Document text
As shown in FIG. 4, the method 400 commences with operation 410, where the offload manager 302 of FIG. 3 determines that an overflow request received at a virtual instance of a machine provided within a first virtualization service (the cloud 120 of FIG. 1) from a client computer system 110 of FIG. 1 is suitable for being processed at a virtual instance of a machine provided within a second virtualization service (the cloud 150 of FIG. 1). At operation 420, the offload manager 302 reroutes the overflow request to a virtual instance of a machine provided within the second virtualization service. At operation 430, the response service module 304 of FIG. 3 receives, using the response service 154 of FIG. 1 executing within the first virtualization service (the cloud 120), from a virtual instance of a machine provided within the second virtualization service (the cloud 150), a result of processing of the overflow request. At operation 440, the response service module 304 prepares the received result for communicating to the client computer system 110.

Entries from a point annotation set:
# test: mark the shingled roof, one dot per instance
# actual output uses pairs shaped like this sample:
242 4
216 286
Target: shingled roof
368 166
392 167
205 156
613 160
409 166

What to work on
A - Using the overflow request passage, decide whether each statement agrees with it, answering yes or no and quoting the deciding words: (i) operation 420 is where the offload manager 302 reroutes the overflow request; (ii) the response service 154 executes within the second virtualization service; (iii) method 400 commences with operation 440.
B - Copy every line of the records in Block 1 verbatim.
The records are independent of the text and unrelated to it.

Solved tasks
A -
(i) Yes: "At operation 420, the offload manager 302 reroutes the overflow request to a virtual instance of a machine provided within the second virtualization service."
(ii) No: "using the response service 154 of FIG. 1 executing within the first virtualization service (the cloud 120)"
(iii) No: "the method 400 commences with operation 410"

B -
# test: mark the shingled roof, one dot per instance
# actual output uses pairs shaped like this sample:
242 4
216 286
Target: shingled roof
368 166
392 167
205 156
613 160
409 166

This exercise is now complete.